*** TEXT SEGMENT ***

# crazy customers



## TheMaster (Jun 12, 2009)

Had a guy call yesterday to schedule an service call on his toilet.......I didn't even ask what was wrong with it..I was busy and just took the call and asked him what time he wanted me there today. I go to the house and he takes me to the toilet and tells me "Theres nothing wrong with it but its been 3 years since you did put all new parts in it and I want all the parts changed again".........WTF? Ok I rebuilt it again:whistling2::laughing:


----------



## LEAD INGOT (Jul 15, 2009)

Does he live under power lines?


----------



## Master Mark (Aug 14, 2009)

*Crazy People*

http://www.comcast.net/articles/news-general/20091103/US.Rapist_s.Home.Bodies/

how would you like to be called out to this nuts house in cleveland????

that would be a service call you would never forget>>>

looks like we have another jeffery Dalmer..


If it would have been my call,
I could have saved the state a lot of money.


----------



## 422 plumber (Jul 31, 2008)

Nothing like a little PM.


----------



## TheMaster (Jun 12, 2009)

Black serial killers are not as common.


----------



## spudwrench (Sep 15, 2009)

Better pro-active than going oohh sshhtt! I get my plumbing service free, so I rebuild my closets and faucets once a year, no emergency calls so far, and minimal water bills to boot!


----------



## user4 (Jun 12, 2008)

We used to do work for a goofy European model that would walk around her co-op naked whether people were there working or not, my boss finally started setting up jobs for her to coincide with her trips to Europe so that work would actually get done.


----------



## TheMaster (Jun 12, 2009)

Killertoiletspider said:


> We used to do work for a goofy European model that would walk around her co-op naked whether people were there working or not, my boss finally started setting up jobs for her to coincide with her trips to Europe so that work would actually get done.


 I'd love to work for her and her friends.:blink: I would consider a discount too i love to work in places with pretty faces:yes:


----------



## Phat Cat (Apr 1, 2009)

TheMaster said:


> I'd love to work for her and her friends.:blink: I would consider a discount too i love to work in places with pretty faces:yes:


Like you would really be looking at her face. . . :1eye:


----------



## stillaround (Mar 11, 2009)

*** End of TEXT SEGMENT ***

■ WHAT THE EXERCISE ASKS:
Answer these questions from the crazy-customers thread:
(a) How many years had passed since all new parts were put in the toilet, according to the customer in TheMaster's first post?
(b) How often does spudwrench rebuild closets and faucets?
(c) To solve the problem with the European model, what did the boss in user4's post start doing?

*** DATA UNDER STUDY ***

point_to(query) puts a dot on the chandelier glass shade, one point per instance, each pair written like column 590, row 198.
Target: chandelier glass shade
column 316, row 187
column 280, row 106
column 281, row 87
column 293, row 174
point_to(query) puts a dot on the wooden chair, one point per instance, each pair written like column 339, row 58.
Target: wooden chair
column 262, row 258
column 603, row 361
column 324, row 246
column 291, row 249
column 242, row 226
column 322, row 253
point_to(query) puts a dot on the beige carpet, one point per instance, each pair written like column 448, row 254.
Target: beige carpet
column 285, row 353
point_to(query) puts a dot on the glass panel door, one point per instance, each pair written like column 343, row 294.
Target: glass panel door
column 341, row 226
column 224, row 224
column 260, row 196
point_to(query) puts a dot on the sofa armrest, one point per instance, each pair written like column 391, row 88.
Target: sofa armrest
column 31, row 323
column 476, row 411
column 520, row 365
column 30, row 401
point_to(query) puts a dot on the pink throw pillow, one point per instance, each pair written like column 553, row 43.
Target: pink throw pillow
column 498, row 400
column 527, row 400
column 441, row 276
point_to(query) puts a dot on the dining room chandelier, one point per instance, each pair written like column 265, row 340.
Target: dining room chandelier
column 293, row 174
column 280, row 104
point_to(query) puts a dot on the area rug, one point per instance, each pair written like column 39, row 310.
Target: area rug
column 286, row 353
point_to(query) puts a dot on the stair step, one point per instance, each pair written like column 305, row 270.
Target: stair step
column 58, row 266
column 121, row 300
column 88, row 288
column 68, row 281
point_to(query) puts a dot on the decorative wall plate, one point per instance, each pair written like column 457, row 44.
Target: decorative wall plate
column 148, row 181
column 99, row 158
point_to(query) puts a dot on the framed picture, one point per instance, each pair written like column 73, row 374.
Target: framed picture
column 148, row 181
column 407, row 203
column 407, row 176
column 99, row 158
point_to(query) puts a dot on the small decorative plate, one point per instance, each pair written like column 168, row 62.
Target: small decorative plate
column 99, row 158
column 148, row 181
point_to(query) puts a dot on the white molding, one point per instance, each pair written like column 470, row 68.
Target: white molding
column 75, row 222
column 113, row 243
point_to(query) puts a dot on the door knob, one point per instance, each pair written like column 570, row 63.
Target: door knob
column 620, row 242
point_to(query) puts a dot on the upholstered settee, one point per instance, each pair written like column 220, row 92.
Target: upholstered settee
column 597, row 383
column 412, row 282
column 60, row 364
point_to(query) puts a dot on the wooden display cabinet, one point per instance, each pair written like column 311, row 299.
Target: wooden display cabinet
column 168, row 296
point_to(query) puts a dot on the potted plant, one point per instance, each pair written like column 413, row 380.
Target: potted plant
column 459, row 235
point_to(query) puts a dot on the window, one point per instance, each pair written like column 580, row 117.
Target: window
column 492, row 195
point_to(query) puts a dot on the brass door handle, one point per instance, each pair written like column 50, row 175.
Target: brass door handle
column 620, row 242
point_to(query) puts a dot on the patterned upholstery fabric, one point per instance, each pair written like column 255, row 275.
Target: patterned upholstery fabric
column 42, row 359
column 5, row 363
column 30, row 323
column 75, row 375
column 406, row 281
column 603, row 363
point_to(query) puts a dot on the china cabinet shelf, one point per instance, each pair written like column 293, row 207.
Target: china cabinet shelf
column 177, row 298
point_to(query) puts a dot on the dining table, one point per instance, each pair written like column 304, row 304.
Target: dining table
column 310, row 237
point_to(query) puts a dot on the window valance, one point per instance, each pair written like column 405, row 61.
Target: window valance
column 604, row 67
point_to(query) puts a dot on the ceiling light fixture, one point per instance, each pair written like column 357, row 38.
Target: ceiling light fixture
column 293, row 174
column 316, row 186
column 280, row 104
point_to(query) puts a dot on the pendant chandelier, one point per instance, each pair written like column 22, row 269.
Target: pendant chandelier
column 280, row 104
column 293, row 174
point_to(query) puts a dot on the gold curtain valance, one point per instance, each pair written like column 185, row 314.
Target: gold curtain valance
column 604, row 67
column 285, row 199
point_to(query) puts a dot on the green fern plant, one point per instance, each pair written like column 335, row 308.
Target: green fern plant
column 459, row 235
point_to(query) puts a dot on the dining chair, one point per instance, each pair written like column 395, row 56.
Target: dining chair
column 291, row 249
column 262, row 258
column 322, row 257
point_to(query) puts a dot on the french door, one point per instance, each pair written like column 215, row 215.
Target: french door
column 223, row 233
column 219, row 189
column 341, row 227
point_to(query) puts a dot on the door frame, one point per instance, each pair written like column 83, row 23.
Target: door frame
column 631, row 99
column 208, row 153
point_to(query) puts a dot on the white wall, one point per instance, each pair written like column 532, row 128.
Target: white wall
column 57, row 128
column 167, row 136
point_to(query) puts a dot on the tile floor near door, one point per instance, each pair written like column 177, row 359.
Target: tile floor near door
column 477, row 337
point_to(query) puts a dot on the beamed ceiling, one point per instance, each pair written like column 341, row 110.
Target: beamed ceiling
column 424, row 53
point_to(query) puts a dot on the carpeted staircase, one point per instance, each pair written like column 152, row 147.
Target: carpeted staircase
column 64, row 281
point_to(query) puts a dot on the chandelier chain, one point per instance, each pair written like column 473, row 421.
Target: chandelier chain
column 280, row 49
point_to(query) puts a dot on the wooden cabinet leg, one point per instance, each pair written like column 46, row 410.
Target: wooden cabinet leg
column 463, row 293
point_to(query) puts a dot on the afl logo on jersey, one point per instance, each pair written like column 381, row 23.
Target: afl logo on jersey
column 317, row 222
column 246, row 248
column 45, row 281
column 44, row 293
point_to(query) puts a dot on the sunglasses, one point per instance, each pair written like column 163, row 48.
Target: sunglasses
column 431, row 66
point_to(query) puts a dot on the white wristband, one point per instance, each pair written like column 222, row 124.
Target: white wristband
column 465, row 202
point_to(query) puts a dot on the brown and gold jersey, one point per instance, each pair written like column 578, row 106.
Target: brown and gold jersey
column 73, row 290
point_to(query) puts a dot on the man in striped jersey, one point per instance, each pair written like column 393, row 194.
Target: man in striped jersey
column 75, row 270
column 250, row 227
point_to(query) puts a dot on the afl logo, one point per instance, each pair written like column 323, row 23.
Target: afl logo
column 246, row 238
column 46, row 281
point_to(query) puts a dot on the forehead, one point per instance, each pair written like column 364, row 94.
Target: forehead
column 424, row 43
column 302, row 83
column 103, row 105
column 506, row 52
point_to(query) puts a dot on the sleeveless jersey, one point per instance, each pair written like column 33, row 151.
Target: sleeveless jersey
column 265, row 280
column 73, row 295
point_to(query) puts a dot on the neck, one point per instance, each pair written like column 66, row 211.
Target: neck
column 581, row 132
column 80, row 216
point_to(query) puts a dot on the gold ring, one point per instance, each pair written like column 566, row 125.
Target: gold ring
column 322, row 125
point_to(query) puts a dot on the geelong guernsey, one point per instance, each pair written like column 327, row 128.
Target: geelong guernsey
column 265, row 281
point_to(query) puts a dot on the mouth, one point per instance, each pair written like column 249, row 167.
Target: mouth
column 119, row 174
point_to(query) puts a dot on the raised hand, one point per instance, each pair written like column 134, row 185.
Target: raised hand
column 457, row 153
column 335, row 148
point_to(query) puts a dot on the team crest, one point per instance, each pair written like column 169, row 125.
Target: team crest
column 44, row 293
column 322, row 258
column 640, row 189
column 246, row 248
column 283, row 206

*** End of DATA UNDER STUDY ***

■ REPLY TO THE EXERCISE:
(a) Three years.
(b) Once a year.
(c) Setting up her jobs to coincide with her trips to Europe.